→ BRANO PROPOSTO:
:::
Un programma ambizioso: da dove si comincia?

Dai giovani, dai ragazzi delle scuole, che sono la forza del Paese e dobbiamo indirizzarli da subito verso quei settori in cui ci sono sete di sapere e opportunità di lavoro. La nostra economia deve vivere di bellezza, di arte, di cultura e di scienza. Il ruolo della scienza è importantissimo nel nostro Paese, in cui si vive meglio di quanto non si racconti: abbiamo uno dei migliori servizi sanitari nazionali al mondo, tanto per fare un esempio. Ma dobbiamo contribuire a costruire quella economia della conoscenza in cui si possano inserire progetto culturali ed educativi capaci di attrarre gli studenti.

Quale dovrebbe essere il ruolo delle imprese private?
:::
→ DATI DA ESAMINARE:
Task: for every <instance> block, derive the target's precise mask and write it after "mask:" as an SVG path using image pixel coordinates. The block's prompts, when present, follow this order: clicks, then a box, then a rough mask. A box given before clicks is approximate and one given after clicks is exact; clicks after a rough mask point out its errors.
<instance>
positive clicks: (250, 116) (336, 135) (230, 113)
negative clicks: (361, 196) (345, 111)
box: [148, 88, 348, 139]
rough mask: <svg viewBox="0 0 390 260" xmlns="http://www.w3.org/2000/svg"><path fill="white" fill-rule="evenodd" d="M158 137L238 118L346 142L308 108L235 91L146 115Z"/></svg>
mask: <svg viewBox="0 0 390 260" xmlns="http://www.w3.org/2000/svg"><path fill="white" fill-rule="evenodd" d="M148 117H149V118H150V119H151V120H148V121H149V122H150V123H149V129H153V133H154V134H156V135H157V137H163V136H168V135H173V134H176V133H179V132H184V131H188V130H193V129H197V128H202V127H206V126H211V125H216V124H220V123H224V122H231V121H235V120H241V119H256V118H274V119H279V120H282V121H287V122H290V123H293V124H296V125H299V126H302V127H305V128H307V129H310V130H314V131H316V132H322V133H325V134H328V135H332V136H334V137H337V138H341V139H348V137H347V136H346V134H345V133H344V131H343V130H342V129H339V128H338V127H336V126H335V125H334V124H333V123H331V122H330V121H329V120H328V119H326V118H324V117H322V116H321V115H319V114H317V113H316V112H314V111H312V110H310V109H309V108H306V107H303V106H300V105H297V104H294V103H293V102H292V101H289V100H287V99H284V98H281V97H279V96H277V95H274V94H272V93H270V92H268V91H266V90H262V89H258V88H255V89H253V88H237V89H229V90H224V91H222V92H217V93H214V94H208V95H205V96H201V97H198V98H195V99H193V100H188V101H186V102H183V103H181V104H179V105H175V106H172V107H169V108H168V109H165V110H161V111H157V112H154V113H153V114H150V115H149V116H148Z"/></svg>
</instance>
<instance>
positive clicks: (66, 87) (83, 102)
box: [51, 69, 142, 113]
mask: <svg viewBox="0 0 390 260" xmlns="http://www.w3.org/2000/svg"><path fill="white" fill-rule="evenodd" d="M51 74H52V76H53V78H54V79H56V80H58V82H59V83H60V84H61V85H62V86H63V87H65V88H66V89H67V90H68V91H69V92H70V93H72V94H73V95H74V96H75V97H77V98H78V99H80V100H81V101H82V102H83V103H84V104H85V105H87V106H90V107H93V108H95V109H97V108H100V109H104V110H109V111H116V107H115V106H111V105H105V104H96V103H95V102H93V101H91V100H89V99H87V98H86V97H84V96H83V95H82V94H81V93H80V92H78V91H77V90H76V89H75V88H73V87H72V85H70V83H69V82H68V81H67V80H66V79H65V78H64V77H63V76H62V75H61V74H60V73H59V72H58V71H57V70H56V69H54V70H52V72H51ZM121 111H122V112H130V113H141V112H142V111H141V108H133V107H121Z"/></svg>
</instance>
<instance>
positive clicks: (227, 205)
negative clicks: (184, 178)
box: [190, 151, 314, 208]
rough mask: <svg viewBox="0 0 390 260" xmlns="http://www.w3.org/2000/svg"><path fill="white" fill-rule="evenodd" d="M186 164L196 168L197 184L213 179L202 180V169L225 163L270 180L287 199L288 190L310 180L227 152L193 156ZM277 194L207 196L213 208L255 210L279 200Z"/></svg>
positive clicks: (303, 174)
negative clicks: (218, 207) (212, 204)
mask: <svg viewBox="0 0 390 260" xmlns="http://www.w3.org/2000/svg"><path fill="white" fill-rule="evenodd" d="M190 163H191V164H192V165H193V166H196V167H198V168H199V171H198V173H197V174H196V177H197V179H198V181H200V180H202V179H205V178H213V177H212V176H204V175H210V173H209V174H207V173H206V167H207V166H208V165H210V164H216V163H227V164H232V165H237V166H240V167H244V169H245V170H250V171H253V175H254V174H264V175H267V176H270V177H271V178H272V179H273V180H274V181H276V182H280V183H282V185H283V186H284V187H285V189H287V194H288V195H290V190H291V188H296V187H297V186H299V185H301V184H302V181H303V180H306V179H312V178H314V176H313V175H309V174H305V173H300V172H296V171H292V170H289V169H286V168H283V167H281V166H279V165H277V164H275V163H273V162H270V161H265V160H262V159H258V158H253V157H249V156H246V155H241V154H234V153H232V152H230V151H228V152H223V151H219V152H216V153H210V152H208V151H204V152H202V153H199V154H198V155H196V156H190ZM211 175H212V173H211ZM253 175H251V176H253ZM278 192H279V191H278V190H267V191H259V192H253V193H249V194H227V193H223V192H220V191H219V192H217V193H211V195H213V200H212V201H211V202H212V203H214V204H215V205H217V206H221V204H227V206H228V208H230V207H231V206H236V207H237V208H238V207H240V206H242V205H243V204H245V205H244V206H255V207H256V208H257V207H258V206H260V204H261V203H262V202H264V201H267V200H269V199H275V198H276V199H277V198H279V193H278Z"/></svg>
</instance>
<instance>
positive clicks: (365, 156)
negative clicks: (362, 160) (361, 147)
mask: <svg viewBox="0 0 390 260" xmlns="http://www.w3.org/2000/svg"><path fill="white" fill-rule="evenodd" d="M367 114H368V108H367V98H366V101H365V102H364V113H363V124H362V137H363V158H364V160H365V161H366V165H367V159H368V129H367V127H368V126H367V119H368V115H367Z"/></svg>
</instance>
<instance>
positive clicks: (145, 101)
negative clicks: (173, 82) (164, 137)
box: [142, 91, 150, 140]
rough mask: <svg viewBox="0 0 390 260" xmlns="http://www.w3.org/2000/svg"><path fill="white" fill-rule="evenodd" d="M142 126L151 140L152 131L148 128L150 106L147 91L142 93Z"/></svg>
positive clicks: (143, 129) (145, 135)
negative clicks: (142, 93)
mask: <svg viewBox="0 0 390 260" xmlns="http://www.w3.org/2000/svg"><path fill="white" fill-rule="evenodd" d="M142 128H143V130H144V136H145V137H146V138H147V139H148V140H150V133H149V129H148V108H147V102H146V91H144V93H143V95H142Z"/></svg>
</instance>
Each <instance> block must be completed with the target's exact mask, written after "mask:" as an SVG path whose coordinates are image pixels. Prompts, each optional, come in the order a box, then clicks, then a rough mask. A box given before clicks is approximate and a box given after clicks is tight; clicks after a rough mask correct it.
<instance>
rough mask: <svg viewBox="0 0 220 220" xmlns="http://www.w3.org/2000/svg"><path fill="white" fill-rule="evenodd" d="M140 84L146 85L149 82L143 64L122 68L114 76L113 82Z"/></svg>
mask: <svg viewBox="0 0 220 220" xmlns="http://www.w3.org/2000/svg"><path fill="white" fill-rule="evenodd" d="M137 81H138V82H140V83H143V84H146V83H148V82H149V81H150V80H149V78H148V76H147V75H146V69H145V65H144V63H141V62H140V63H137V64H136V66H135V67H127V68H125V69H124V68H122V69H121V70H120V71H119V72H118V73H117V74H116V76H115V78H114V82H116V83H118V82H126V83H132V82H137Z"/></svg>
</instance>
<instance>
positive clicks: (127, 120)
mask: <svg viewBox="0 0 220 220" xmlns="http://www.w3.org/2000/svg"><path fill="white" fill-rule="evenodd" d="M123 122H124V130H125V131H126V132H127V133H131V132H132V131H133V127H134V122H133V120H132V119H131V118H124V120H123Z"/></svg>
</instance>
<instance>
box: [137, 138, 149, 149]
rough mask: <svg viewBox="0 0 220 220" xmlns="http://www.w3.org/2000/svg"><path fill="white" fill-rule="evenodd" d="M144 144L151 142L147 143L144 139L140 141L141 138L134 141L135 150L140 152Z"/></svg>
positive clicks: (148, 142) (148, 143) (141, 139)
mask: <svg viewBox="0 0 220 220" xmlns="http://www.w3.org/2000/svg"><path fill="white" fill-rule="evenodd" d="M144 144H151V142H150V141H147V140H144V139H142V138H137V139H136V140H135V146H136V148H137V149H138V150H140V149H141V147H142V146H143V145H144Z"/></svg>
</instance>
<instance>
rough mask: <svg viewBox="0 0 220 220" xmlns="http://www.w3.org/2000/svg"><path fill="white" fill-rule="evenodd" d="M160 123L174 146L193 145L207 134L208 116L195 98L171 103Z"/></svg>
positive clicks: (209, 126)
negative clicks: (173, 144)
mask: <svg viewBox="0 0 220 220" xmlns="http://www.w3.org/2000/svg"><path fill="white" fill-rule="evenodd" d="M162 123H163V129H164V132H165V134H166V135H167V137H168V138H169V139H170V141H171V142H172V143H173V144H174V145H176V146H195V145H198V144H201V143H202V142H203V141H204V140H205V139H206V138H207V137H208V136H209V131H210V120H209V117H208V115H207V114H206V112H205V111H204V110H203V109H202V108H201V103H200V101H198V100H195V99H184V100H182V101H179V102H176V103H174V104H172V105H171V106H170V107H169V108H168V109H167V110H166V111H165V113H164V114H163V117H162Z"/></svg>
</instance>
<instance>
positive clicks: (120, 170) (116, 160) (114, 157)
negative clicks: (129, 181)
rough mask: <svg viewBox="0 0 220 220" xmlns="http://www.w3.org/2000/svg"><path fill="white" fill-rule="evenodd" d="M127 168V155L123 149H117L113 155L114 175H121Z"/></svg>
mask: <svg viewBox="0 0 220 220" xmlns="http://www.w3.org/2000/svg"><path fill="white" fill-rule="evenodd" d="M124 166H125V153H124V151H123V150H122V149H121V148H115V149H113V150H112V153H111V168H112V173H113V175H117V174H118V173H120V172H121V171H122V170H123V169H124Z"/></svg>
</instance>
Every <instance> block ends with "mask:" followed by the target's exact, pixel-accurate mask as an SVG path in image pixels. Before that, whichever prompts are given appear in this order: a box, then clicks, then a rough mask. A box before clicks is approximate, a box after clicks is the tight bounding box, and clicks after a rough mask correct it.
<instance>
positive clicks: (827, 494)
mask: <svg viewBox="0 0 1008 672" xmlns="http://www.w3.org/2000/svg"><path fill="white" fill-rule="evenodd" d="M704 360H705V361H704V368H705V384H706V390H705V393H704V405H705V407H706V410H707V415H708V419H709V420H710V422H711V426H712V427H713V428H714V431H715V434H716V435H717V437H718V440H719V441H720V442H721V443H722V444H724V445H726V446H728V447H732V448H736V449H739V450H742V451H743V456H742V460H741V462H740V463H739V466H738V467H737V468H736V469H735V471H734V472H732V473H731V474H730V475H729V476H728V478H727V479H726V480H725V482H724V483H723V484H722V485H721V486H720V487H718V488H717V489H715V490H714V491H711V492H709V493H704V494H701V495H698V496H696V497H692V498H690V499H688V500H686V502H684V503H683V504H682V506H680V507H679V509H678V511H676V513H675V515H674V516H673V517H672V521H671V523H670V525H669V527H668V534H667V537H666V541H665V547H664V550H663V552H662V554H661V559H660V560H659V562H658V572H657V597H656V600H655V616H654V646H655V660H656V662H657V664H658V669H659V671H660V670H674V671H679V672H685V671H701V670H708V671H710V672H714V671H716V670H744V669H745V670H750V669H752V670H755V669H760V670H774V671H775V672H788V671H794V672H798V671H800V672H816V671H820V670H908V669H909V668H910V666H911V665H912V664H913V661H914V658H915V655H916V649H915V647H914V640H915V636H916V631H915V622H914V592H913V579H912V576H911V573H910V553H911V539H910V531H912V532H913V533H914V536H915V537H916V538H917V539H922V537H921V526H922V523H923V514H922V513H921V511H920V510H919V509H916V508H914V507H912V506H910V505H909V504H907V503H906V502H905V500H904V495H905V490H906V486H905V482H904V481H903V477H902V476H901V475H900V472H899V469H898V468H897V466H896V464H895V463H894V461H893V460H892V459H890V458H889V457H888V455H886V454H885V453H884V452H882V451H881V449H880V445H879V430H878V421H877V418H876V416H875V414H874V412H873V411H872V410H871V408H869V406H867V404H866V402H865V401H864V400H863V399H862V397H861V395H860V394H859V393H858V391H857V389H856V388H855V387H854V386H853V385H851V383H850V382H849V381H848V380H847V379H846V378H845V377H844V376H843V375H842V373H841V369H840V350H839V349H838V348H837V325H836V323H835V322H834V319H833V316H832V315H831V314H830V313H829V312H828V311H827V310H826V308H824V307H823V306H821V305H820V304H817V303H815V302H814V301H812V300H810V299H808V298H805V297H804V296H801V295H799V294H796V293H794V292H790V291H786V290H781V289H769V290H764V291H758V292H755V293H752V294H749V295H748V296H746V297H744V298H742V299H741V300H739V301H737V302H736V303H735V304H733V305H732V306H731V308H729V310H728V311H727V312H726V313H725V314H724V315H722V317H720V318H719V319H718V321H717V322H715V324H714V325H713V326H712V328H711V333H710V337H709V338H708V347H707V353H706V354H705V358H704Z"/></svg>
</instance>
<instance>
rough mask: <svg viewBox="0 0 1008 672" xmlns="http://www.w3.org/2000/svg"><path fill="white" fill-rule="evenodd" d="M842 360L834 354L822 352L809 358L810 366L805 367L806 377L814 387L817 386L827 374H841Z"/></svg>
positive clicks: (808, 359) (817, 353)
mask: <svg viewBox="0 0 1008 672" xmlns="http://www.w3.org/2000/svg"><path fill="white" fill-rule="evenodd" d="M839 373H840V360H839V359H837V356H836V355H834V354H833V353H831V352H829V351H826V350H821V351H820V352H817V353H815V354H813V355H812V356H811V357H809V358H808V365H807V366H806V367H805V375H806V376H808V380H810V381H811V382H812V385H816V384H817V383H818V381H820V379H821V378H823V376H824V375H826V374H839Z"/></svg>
:::
→ ESERCIZIO: Riscriva sotto forma di elenco puntato il paragrafo del brano proposto che inizia con «Dai giovani, dai ragazzi delle scuole», conservandone i fatti principali.

→ SOLUZIONE:
- Si comincia dai giovani e dagli studenti, che sono la forza del Paese.
- Occorre indirizzarli subito verso i settori in cui ci sono sete di sapere e opportunità di lavoro.
- L'economia deve vivere di bellezza, arte, cultura e scienza.
- Il ruolo della scienza nel Paese è importantissimo.
- Nel Paese si vive meglio di quanto si racconti: per esempio, ha uno dei migliori servizi sanitari nazionali al mondo.
- Bisogna contribuire a costruire un'economia della conoscenza che accolga progetti culturali ed educativi capaci di attrarre gli studenti.